Written problem - Rewrite the data from the line with "Give the mask of every instance of the <item>large" through the end of the data, changing "blue" to "red" and leaving everything else the same.

Boundary annotation records -
——
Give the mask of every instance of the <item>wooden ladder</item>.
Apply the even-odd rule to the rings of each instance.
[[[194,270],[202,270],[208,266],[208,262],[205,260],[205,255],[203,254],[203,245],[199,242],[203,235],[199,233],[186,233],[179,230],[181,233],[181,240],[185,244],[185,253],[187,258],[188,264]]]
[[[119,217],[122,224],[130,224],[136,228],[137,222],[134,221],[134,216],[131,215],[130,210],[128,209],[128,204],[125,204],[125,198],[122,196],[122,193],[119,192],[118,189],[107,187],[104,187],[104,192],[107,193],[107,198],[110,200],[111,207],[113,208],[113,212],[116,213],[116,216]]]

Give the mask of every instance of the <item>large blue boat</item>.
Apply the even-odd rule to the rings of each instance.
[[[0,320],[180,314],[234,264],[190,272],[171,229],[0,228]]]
——
Finished task -
Give the mask of every instance of the <item>large red boat</item>.
Apply the even-odd rule to the rings of each instance.
[[[0,320],[180,314],[234,264],[190,272],[171,229],[0,228]]]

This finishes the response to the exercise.